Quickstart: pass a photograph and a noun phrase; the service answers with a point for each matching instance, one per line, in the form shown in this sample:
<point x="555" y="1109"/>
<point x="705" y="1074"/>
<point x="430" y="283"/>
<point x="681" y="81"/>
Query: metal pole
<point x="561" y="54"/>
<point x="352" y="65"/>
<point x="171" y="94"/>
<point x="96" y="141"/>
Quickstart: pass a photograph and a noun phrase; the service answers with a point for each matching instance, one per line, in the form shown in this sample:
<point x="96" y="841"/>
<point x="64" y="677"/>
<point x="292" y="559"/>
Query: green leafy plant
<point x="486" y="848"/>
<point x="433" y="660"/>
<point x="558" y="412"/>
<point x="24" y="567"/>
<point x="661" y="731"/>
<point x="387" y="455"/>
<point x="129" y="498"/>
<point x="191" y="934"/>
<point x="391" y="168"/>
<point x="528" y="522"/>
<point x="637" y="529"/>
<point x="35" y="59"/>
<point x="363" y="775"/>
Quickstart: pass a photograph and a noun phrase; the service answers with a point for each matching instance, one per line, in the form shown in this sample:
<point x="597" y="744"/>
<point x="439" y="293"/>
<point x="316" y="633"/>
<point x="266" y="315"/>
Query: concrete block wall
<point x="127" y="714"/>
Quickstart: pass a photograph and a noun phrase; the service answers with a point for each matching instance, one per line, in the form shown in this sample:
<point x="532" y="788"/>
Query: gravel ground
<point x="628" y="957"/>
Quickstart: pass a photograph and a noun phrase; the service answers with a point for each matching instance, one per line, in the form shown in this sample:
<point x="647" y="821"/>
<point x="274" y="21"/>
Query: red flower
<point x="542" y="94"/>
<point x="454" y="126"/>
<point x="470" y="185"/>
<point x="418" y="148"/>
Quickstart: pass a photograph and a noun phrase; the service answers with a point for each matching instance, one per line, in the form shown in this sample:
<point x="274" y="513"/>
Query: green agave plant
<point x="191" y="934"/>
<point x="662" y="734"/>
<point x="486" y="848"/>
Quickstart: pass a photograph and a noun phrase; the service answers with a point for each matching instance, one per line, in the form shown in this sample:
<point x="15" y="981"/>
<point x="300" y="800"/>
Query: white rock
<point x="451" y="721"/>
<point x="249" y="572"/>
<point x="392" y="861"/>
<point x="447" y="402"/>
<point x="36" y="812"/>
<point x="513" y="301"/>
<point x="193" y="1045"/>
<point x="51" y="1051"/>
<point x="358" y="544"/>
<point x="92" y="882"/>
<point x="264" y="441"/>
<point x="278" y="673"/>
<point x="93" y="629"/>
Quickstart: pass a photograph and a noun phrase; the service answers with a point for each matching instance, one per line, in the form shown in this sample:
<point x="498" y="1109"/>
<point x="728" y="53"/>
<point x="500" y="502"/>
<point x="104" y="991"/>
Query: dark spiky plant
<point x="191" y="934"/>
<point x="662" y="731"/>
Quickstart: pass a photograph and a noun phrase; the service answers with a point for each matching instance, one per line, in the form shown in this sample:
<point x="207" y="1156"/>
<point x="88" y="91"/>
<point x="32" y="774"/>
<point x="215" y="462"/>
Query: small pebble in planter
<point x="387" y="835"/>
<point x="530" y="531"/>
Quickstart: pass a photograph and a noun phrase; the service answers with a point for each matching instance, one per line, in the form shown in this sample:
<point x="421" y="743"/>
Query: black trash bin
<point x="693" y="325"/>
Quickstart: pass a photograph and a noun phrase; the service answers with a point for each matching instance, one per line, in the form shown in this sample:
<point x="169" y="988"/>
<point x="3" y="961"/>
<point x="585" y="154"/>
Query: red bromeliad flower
□ □ □ □ □ □ □
— OBJETIVO DE LA TAREA —
Por favor, localiza en las entradas anteriores cada línea que contenga la palabra "flower" y cópiala.

— SOLUCIÓN DE LA TAREA —
Query: red flower
Query: red bromeliad flower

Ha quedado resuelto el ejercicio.